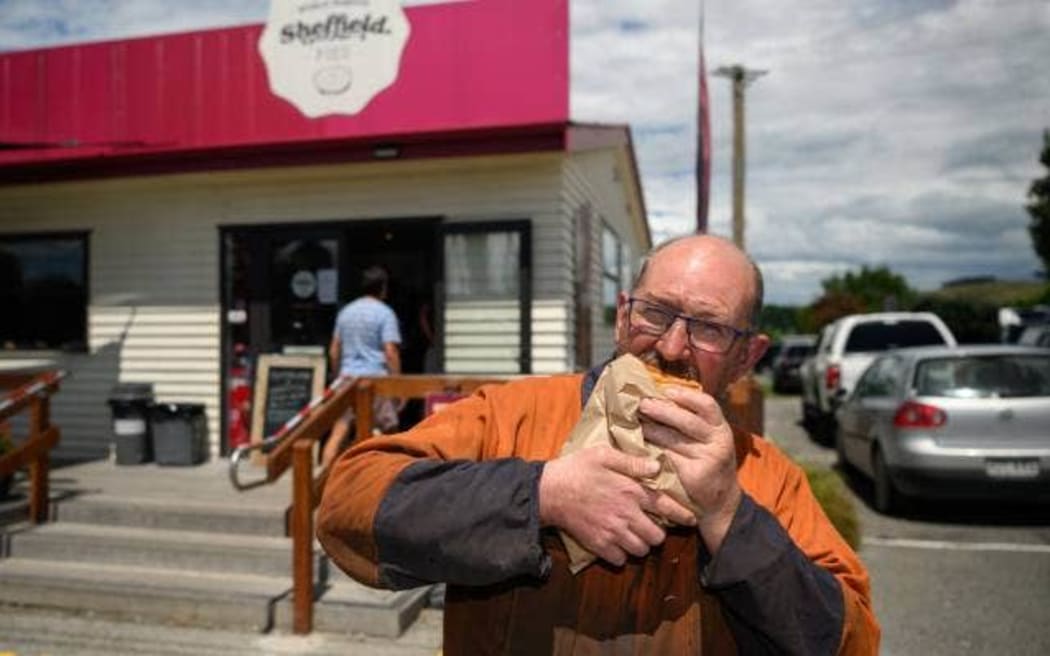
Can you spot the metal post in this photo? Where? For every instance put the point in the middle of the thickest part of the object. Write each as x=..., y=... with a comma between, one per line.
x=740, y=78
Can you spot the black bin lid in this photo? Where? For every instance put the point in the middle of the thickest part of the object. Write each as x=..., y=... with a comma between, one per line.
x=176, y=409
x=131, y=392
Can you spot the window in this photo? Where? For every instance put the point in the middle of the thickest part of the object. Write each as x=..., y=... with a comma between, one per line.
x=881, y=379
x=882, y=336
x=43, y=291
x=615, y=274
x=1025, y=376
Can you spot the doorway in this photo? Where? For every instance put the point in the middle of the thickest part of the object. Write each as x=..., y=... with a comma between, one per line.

> Problem details:
Copy all of the entries above word for word, leaving out the pictures.

> Task result:
Can you spot the metal post in this photo? Where? For every instance put the point in the middle of the thickest part of the object. Write each as x=..., y=... with a comma between, one per line.
x=740, y=78
Can you spot the black bin lid in this photo? Where? For every instance put the point in the middle of the thickest part of the object. Write each as x=..., y=... with a comma between, one per line.
x=176, y=409
x=131, y=392
Can you spot the window in this photo? Where? For every instance put the point in the middle of the thickest part of the object. Write each as x=..., y=... with a comma between, one per line.
x=881, y=379
x=882, y=336
x=43, y=291
x=615, y=274
x=1025, y=376
Can you spot the doorway in this photo? Where? For every instance put the point in the middle of the thickest part of the object. Write each as x=..., y=... with a comma between, one per line.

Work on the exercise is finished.